### EXERCISE TEXT
....

The gastroenterologist did a work up on me including blood tests (liver and pancreatic enzymes); abdominal CT and a EGD (endoscopy). The only "abnormal" results in these tests was that I had severe gastritis. I was put on Nexium and given Librax to try for IBS. The GI had warned me that it was possible these tests could all come back normal and that I may have IBS. I did some research and was not really comfortable with an IBS diagnosis, but decided to try the medications and see if they helped.
I ended up back in the hospital at the end of September due to severe pain. I felt like I was having gallbladder/pancreatitis attacks again. All my blood work came back "normal" as did my urine tests.
My general practitioner aditted me to do some more testing - I can't tell you how many tests I had done including an MRCP to check the bile duct. Everything was "normal". I was sent home six days later with no diagnosis and a prescription for Reglan to help push food through my system faster.
When I followed up with the GI after being released (I never saw him when I was in the hospital the second time. I only saw his partners - one of whom told me there was no way I had chronic pancreatitis and that "you don't want it" when I asked if it was a possibility) he had decided that he didn't know what was wrong with me and that he was going to send me to a specialist here in Florida for testing for sphincter of oddi dysfunction. He thought that that may even be a long shot because all I had were the pain symptoms. My bile duct was not enlarged nor did I have elevated liver enzymes, but Type 3 SOD is pain only.
I finally went to the specialist on 12/23 (I had to wait three months for an appointment). He was very informative and told me that he does not think I have just one condition at this point. He ran blood work including trypsin levels and I found out Thursday that everything came back normal expect the trypsin level which means that I have pancreatic insufficiency! The nurse said that he will call me Monday and most likely start me on enzyme therpay.
I went back today for a gastric emptying study. Depending on the results of that test I may have to have a small bowel motility test done. The specialist seems to think that because I have a fair amount of bloating and nausea that I may have a problem with how food is processed through my system.

....

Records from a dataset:
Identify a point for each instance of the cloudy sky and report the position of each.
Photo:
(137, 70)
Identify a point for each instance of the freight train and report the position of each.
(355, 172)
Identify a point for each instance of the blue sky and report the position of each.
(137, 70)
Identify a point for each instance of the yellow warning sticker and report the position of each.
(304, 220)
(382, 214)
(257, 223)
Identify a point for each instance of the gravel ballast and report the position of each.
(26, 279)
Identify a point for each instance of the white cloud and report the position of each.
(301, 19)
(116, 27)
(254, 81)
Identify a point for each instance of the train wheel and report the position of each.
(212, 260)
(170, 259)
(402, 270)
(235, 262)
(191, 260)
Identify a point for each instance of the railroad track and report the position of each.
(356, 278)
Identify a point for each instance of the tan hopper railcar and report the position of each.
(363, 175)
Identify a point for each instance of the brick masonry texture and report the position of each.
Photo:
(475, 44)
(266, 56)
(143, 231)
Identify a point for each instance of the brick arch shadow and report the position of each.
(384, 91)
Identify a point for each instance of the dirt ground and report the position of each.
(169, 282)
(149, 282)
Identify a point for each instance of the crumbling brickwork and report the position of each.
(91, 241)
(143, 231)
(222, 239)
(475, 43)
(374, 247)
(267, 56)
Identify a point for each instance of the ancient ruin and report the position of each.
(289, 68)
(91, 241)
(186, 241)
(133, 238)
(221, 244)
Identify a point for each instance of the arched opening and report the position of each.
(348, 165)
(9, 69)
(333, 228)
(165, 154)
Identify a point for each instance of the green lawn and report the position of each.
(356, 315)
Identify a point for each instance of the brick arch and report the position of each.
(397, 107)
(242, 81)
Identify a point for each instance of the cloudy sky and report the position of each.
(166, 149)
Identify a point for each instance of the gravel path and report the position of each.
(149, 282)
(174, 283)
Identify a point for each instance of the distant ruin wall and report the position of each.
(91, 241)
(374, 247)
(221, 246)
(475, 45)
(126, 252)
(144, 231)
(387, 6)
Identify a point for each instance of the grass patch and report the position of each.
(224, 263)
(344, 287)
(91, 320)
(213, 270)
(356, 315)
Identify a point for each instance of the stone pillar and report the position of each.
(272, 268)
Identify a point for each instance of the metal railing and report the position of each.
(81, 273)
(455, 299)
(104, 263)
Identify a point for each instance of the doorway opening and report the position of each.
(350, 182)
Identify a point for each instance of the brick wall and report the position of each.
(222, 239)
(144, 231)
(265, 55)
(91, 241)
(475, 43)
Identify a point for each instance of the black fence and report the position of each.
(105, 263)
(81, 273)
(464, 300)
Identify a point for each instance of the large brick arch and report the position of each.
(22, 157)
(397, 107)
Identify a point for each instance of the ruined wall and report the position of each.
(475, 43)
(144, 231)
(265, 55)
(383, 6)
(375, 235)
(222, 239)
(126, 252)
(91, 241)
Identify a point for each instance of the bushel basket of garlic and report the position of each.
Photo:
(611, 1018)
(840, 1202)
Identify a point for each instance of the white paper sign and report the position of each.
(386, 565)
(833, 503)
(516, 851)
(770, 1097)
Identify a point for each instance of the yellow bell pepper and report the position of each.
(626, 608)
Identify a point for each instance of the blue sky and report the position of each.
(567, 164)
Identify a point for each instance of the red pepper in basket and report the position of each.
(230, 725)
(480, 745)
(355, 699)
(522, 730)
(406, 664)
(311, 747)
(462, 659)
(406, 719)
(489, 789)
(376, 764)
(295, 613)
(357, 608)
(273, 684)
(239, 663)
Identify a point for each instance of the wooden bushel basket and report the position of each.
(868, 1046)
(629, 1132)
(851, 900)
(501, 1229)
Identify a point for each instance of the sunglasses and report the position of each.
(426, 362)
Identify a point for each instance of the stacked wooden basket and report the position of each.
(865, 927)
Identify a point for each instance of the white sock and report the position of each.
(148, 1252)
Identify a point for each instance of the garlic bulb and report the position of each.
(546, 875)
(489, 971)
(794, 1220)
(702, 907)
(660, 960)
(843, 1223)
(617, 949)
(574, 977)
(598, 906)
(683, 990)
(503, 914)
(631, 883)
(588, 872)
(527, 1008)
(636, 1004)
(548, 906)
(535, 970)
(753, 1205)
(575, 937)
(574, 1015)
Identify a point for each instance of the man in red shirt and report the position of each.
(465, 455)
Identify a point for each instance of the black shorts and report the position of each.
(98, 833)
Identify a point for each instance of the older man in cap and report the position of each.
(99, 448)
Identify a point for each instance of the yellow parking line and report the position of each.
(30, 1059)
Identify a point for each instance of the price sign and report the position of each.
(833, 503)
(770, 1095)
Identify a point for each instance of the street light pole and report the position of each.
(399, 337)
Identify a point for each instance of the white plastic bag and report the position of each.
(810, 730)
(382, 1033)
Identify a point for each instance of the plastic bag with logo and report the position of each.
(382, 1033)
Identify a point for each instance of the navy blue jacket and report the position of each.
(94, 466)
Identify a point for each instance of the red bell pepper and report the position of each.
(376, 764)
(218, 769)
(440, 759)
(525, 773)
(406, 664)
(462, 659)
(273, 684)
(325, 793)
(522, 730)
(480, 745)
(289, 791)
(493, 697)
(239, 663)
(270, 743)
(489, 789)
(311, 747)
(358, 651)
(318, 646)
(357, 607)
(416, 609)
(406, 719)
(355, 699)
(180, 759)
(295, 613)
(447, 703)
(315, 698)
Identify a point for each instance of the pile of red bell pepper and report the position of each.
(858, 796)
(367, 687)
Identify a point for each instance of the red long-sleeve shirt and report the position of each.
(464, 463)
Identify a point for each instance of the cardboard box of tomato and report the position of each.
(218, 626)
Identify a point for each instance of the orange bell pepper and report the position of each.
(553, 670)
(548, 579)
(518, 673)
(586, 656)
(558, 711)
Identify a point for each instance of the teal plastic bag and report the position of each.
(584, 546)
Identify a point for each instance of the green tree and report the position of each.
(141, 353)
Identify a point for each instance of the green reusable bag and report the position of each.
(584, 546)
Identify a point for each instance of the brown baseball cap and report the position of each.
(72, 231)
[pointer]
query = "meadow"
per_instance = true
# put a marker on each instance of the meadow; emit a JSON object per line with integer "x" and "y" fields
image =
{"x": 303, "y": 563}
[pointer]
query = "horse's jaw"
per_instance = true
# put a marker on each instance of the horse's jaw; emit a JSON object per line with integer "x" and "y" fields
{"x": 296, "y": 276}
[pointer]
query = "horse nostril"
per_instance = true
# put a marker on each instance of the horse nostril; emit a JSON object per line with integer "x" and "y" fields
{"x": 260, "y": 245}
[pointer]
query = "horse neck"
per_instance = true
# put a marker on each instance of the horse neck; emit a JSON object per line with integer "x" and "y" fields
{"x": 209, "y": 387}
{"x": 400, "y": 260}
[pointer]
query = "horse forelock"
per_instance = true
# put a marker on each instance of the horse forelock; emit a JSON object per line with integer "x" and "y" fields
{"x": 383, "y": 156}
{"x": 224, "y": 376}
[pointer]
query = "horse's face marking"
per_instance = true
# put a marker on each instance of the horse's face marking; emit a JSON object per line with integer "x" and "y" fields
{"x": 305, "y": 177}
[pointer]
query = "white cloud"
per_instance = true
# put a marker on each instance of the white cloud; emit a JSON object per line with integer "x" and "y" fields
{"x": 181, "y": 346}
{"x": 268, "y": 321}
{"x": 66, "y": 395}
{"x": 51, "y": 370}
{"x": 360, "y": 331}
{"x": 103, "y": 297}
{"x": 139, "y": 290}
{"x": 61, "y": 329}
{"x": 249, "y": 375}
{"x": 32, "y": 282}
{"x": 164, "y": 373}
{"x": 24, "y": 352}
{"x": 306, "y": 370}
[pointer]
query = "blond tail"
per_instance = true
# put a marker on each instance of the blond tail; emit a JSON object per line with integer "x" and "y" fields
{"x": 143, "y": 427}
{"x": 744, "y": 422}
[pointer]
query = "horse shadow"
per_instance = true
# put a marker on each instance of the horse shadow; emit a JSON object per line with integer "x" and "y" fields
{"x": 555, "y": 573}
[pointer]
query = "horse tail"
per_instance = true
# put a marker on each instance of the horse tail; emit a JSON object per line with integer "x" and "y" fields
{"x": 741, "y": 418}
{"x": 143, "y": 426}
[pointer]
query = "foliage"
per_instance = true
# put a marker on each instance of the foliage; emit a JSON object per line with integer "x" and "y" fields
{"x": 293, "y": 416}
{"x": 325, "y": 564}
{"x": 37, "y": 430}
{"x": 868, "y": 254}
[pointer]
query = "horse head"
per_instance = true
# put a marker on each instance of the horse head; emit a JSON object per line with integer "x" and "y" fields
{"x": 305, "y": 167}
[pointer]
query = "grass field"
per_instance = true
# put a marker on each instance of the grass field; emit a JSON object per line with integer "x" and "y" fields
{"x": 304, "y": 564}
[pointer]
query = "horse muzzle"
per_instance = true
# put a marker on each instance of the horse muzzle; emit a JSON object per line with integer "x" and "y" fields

....

### WORK INSTRUCTION 1
From the medical account above, output the passage starting with "I ended up back" and going on through "my system faster.", copied word for word.
### WORK INSTRUCTION 2
In the medical account, what was the only abnormal finding from the gastroenterologist's first workup?
### WORK INSTRUCTION 3
Resume the medical account about the search for a diagnosis, continuing on from its final sentence.

### OUTPUT 1
I ended up back in the hospital at the end of September due to severe pain. I felt like I was having gallbladder/pancreatitis attacks again. All my blood work came back "normal" as did my urine tests.
My general practitioner aditted me to do some more testing - I can't tell you how many tests I had done including an MRCP to check the bile duct. Everything was "normal". I was sent home six days later with no diagnosis and a prescription for Reglan to help push food through my system faster.

### OUTPUT 2
Severe gastritis.

### OUTPUT 3
If those tests come out "normal" he is going to go ahead and test me for sphincter of oddi dysfunction. He wants to hold off on that tests because of the possible side effect of pancreatitis and the fact that I am one of the people with the highest risk factor of developing pancreatitis from the test. The other tests are less invasive and he wants to rule out those conditions before moving forward.
I have to say that I have been having attacks since March 2002 (9 months now) and I finally am seeing some light at the end of the tunnel as far as what may be wrong with me. I went into gallbladder surgery thinking nothing of it. Never expected to come out with a nicked artery and still having pain.
My suggestion to you would be to find a doctor who is willing to listen to your pain complaints and if he/she is unable to diagnose it be willing to admit it and send you to a specialist. From what I have heard from people and from what I have read on the internet there are ususally good specialists and "teaching" hospitals that are connected to Universities. The hospital I go to connected to the University of Florida and from what I have heard and read is the best place to be. They are beginning to convince me of that. When no one else could find answers they seem to be chipping away at them slowly but surely.
I was surfing the web and came across your plight and I looked under bile on the web. The reason I was surfing is that my niece is having some problems with a gall bladder infection. When I got to your page I tought to look under bile. That's when I came to the cancer information network. There it talks about bile duct cancer. Remember the Doctors who removed the gall bladder weren't looking for cancer necessarily. Now the only thing left is the bile duct which is sill, or now cancerous.